* AIM OF THE EXERCISE *
From the start of the data through the line that contains "[390,104,410,128]", copy out every line, requests included, and scale each bounding-box coordinate in the answers by 1.35, rounding to whole numbers with halves rounded up. Reproduce only that stretch.
-------- INFORMATION SUPPLIED
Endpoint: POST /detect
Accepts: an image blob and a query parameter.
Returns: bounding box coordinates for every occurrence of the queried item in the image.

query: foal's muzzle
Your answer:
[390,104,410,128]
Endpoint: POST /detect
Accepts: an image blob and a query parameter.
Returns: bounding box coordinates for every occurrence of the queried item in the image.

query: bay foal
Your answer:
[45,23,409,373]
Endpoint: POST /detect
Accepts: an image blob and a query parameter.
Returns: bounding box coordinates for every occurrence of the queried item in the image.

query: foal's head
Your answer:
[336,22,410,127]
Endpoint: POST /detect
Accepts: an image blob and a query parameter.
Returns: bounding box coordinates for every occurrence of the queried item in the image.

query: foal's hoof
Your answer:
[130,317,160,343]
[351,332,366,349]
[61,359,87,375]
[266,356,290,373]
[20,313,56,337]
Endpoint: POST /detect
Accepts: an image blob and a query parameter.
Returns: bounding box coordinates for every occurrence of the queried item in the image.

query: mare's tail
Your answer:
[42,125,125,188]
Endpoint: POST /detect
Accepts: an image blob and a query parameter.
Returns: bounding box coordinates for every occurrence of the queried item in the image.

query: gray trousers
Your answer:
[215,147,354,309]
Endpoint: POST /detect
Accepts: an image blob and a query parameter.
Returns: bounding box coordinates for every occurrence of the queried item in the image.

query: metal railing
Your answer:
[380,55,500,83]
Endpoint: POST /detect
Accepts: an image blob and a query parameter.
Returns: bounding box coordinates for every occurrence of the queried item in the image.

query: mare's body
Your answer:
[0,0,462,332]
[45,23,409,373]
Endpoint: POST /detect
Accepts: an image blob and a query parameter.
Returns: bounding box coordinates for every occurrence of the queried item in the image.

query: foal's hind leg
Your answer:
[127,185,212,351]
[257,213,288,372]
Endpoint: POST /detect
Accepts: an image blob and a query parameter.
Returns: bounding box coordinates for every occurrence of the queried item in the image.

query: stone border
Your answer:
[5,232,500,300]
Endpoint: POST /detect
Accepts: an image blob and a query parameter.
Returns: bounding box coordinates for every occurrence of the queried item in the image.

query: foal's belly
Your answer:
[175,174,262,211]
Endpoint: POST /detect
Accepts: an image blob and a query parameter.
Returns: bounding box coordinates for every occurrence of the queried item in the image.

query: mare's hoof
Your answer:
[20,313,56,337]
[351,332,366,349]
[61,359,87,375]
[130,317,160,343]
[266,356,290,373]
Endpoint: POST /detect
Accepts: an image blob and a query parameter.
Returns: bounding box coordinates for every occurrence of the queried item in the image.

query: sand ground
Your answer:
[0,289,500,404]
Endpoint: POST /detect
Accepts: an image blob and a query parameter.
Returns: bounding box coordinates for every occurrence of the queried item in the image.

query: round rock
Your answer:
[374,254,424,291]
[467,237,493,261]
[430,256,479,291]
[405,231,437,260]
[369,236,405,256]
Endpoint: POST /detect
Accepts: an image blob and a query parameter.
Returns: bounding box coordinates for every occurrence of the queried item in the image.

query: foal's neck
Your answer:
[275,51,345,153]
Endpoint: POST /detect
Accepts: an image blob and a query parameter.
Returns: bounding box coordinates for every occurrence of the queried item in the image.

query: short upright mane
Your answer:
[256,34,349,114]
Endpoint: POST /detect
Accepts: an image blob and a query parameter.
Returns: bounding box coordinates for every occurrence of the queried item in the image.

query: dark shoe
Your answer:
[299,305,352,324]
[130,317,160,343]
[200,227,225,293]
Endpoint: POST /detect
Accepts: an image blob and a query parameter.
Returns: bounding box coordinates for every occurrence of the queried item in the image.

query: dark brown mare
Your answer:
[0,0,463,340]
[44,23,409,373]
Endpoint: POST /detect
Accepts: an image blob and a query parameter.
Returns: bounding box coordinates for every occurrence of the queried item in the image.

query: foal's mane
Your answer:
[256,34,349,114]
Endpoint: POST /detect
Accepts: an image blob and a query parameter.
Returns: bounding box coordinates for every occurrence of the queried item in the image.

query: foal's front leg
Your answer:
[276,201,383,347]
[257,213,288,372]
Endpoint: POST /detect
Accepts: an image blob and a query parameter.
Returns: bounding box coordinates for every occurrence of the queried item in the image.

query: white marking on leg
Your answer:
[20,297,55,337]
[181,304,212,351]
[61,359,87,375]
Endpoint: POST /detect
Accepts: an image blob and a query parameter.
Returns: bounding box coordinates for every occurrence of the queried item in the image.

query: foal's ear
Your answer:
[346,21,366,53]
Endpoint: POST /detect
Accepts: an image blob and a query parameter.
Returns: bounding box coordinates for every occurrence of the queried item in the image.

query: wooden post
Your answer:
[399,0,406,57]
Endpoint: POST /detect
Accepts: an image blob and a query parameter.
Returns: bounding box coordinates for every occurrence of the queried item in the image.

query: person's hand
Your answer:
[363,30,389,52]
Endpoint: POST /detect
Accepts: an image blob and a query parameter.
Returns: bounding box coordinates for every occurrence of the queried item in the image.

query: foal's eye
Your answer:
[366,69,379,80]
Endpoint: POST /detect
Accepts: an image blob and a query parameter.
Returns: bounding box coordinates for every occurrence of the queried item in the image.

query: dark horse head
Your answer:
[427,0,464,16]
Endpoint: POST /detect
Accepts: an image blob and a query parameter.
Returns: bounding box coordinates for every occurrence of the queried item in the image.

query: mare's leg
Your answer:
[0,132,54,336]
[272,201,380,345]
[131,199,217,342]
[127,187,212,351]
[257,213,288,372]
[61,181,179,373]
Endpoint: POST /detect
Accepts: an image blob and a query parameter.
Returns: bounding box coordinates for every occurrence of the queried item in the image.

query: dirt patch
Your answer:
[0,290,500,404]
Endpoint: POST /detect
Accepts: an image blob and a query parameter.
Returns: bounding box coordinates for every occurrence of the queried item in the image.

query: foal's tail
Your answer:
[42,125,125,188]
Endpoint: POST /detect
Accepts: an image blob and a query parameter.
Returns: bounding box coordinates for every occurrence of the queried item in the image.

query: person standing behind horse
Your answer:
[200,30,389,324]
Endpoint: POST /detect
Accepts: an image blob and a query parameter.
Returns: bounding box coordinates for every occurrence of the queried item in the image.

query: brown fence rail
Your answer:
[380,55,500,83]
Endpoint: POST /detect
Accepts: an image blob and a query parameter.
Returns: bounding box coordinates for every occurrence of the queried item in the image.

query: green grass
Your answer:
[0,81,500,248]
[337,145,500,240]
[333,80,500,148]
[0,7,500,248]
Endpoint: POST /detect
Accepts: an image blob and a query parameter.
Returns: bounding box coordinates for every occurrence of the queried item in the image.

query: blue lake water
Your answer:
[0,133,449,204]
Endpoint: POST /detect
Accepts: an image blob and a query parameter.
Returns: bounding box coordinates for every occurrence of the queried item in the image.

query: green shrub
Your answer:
----------------
* TASK ANSWER *
Endpoint: POST /detect
Accepts: an image blob and a query parameter.
Returns: bounding box coordinates for every occurrence of the queried item in the image.

query: foal's muzzle
Your answer:
[527,140,554,173]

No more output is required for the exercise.